SOURCE EXCERPT:
»»

Consider a red-black tree. It has access, search, insert, and delete of O(log n). Compare to an array, which has access of O(1) and the rest of the operations are O(n).
So given an application where we insert, delete, or search more often than we access and a choice between only these two structures, we would prefer the red-black tree. In this case, you might say we prefer the red-black tree's more cumbersome O(log n) access time.
Why? Because the access is not our overriding concern. We are making a trade off: the performance of our application is more heavily influenced by factors other than this one. We allow this particular algorithm to suffer performance because we make large gains by optimizing other algorithms.
So the answer to your question is simply this: when the algorithm's growth rate isn't what we want to optimize, when we want to optimize something else. All of the other answers are special cases of this. Sometimes we optimize the run time of other operations. Sometimes we optimize for memory. Sometimes we optimize for security. Sometimes we optimize maintainability. Sometimes we optimize for development time. Even the overriding constant being low enough to matter is optimizing for run time when you know the growth rate of the algorithm isn't the greatest impact on run time. (If your data set was outside this range, you would optimize for the growth rate of the algorithm because it would eventually dominate the constant.) Everything has a cost, and in many cases, we trade the cost of a higher growth rate for the algorithm to optimize something else.

Yes.

««

STATED PROBLEM A:
Duplicate the passage on algorithmic trade-offs, beginning at the words "So given an" and stopping after "n) access time.".
STATED PROBLEM B:
Write the next part of the passage on algorithmic trade-offs, continuing on from its final line.

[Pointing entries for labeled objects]
»»

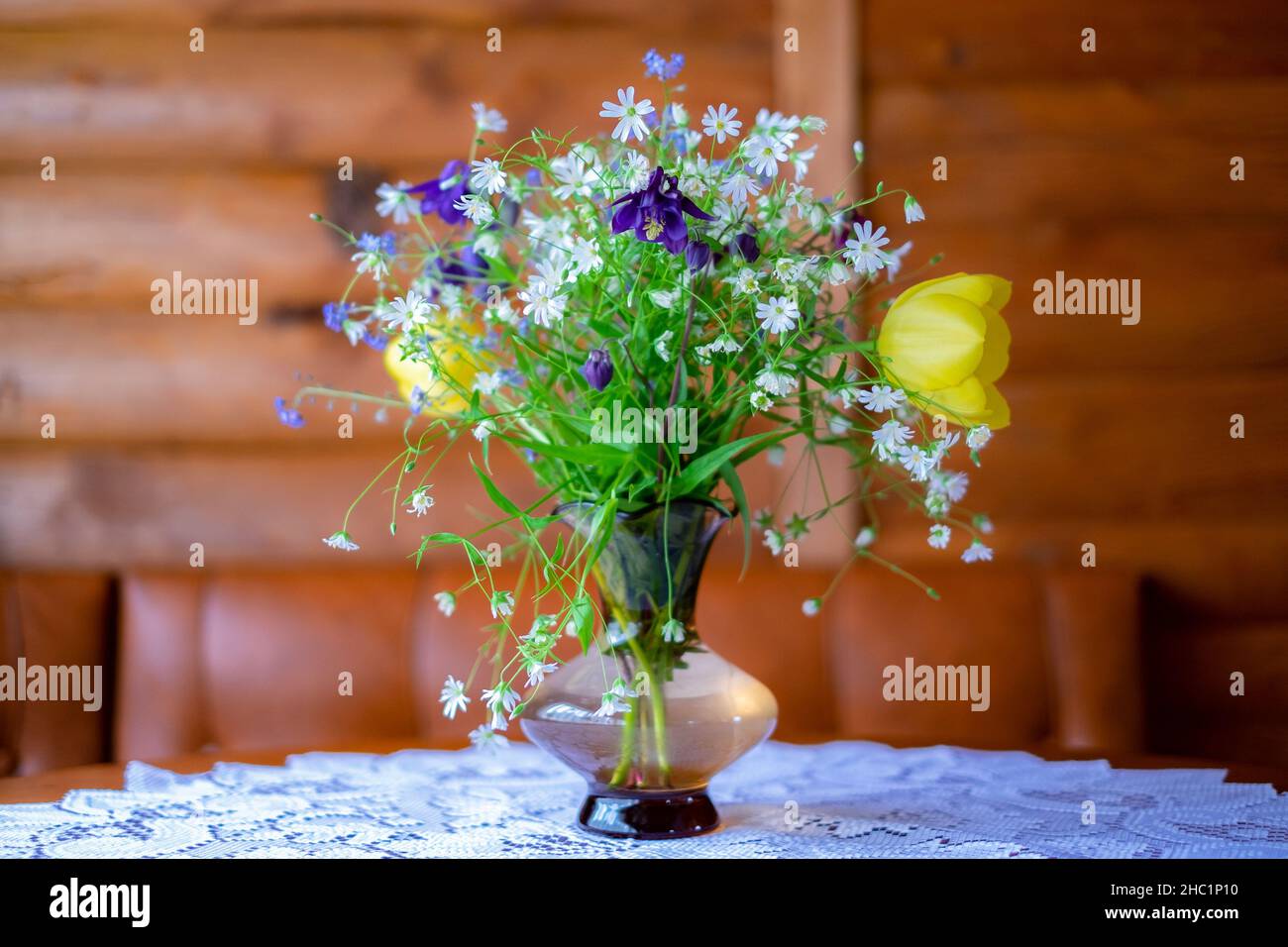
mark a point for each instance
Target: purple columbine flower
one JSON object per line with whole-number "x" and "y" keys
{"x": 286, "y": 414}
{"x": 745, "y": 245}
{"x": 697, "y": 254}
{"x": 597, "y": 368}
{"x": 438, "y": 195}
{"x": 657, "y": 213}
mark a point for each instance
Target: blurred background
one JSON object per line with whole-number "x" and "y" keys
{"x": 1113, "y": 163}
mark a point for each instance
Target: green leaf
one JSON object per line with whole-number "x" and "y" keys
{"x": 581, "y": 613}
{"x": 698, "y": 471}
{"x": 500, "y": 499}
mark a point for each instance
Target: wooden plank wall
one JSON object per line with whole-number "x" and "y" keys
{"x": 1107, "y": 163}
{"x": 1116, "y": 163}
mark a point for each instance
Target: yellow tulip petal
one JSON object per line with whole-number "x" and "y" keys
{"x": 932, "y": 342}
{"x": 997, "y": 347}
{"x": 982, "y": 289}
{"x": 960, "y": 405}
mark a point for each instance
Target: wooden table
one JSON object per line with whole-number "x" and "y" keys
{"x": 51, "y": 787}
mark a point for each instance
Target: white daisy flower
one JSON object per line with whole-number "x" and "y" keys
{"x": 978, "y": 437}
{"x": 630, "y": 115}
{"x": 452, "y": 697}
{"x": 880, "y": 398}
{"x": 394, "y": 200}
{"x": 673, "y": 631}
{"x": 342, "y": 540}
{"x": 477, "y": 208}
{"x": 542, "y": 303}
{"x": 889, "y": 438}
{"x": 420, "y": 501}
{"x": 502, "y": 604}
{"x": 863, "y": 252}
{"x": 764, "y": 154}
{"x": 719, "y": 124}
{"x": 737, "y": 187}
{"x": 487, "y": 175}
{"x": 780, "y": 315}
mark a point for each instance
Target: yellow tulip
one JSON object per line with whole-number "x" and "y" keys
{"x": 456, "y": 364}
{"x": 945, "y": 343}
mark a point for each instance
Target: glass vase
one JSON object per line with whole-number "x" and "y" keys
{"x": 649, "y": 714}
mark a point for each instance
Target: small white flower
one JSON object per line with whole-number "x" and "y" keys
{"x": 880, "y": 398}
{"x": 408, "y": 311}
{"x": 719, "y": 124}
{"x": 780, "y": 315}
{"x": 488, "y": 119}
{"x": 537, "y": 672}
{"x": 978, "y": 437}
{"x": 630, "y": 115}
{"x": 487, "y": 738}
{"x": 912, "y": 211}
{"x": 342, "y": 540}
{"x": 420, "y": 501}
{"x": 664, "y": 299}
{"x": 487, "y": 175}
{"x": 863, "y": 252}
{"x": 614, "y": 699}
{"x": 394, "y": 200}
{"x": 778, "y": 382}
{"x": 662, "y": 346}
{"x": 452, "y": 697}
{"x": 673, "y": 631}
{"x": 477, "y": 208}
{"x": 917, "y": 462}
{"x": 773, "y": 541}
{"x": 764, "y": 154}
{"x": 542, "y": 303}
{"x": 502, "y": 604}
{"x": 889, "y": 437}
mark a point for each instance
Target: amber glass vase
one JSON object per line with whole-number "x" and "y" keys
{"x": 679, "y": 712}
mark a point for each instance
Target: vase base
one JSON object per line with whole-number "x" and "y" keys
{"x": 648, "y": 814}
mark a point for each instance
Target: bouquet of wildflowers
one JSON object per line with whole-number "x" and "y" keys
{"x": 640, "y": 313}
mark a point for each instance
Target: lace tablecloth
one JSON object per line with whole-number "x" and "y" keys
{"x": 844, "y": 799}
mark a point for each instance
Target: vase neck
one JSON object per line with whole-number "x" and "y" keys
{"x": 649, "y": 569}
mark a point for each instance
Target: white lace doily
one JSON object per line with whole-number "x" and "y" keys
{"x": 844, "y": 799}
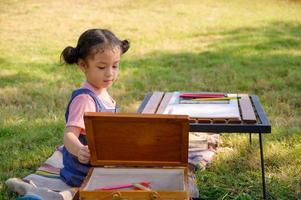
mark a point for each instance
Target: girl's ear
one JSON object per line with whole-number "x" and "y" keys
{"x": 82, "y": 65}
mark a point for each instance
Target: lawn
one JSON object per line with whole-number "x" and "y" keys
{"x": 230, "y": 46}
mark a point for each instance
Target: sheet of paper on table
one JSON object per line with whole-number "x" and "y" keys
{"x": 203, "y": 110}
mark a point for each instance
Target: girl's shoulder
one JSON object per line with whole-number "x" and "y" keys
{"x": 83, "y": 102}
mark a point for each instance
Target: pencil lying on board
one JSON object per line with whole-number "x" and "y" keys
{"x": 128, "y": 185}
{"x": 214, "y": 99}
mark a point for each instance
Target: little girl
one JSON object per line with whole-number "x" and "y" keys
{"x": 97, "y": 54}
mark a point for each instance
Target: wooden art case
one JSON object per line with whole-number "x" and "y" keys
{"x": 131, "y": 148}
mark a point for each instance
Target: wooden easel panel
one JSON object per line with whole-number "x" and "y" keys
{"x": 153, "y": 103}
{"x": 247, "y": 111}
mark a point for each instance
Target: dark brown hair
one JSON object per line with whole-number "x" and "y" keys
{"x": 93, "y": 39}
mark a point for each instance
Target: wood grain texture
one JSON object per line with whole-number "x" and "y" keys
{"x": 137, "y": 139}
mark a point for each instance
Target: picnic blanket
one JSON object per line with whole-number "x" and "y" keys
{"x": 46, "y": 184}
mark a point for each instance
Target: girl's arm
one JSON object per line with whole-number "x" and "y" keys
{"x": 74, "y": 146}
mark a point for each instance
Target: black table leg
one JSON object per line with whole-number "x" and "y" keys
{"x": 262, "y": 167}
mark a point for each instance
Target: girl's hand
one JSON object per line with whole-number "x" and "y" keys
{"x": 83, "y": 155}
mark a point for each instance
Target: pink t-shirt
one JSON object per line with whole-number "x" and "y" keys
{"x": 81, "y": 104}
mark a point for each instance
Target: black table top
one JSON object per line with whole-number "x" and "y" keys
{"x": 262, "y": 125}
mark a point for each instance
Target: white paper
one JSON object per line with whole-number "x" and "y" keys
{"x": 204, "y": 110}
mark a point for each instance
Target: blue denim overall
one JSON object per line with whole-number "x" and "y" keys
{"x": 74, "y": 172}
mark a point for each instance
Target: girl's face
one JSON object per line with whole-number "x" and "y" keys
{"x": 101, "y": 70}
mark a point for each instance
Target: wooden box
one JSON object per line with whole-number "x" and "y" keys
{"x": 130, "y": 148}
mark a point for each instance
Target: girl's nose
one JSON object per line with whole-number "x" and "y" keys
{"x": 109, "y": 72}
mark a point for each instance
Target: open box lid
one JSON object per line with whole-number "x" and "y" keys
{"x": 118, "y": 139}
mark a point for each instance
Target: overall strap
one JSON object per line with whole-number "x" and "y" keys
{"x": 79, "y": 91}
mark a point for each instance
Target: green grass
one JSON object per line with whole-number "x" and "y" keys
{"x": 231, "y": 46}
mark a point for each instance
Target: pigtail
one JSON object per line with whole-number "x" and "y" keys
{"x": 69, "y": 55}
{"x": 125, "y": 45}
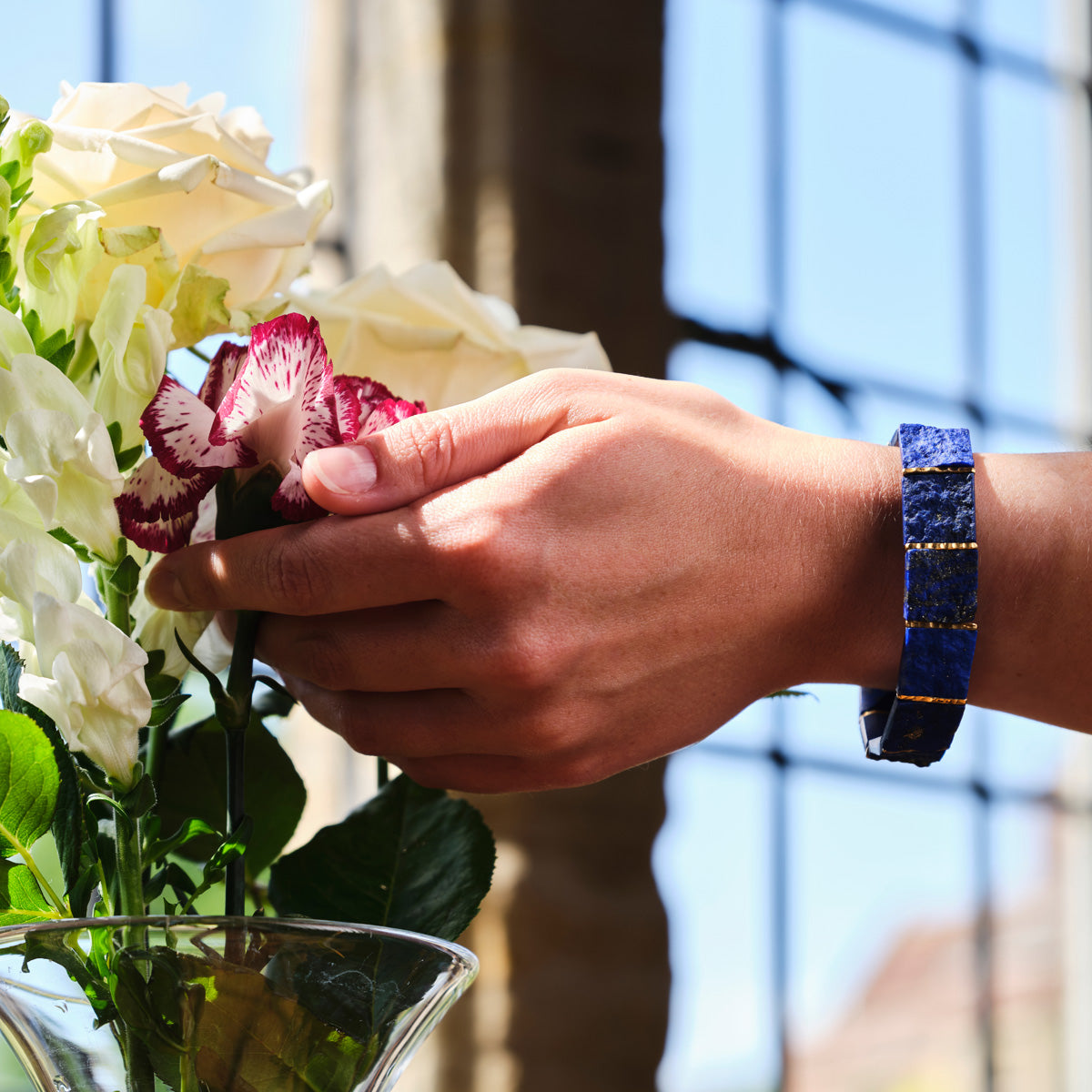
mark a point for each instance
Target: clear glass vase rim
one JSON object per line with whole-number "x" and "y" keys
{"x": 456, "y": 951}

««

FINAL ANSWER A:
So given an application where we insert, delete, or search more often than we access and a choice between only these two structures, we would prefer the red-black tree. In this case, you might say we prefer the red-black tree's more cumbersome O(log n) access time.

FINAL ANSWER B:
In a real case, we ran some tests on doing table lookups with both short and long string keys.
We used a std::map, a std::unordered_map with a hash that samples at most 10 times over the length of the string (our keys tend to be guid-like, so this is decent), and a hash that samples every character (in theory reduced collisions), an unsorted vector where we do a == compare, and (if I remember correctly) an unsorted vector where we also store a hash, first compare the hash, then compare the characters.
These algorithms range from O(1) (unordered_map) to O(n) (linear search).
For modest sized N, quite often the O(n) beat the O(1). We suspect this is because the node-based containers required our computer to jump around in memory more, while the linear-based containers did not.
O(lg n) exists between the two. I don't remember how it did.
The performance difference wasn't that large, and on larger data sets the hash-based one performed much better. So we stuck with the hash-based unordered map.
In practice, for reasonable sized n, O(lg n) is O(1). If your computer only has room for 4 billion entries in your table, then O(lg n) is bounded above by 32. (lg(2^32)=32) (in computer science, lg is short hand for log based 2).
In practice, lg(n) algorithms are slower than O(1) algorithms not because of the logarithmic growth factor, but because the lg(n) portion usually means there is a certain level of complexity to the algorithm, and that complexity adds a larger constant factor than any of the "growth" from the lg(n) term.
However, complex O(1) algorithms (like hash mapping) can easily have a similar or larger constant factor.

The possibility to execute an algorithm in parallel.
I don't know if there is an example for the classes O(log n) and O(1), but for some problems, you choose an algorithm with a higher complexity class when the algorithm is easier to execute in parallel.
Some algorithms cannot be parallelized but have so low complexity class. Consider another algorithm which achieves the same result and can be parallelized easily, but has a higher complexity class. When executed on one machine, the second algorithm is slower, but when executed on multiple machines, the real execution time gets lower and lower while the first algorithm cannot speed up.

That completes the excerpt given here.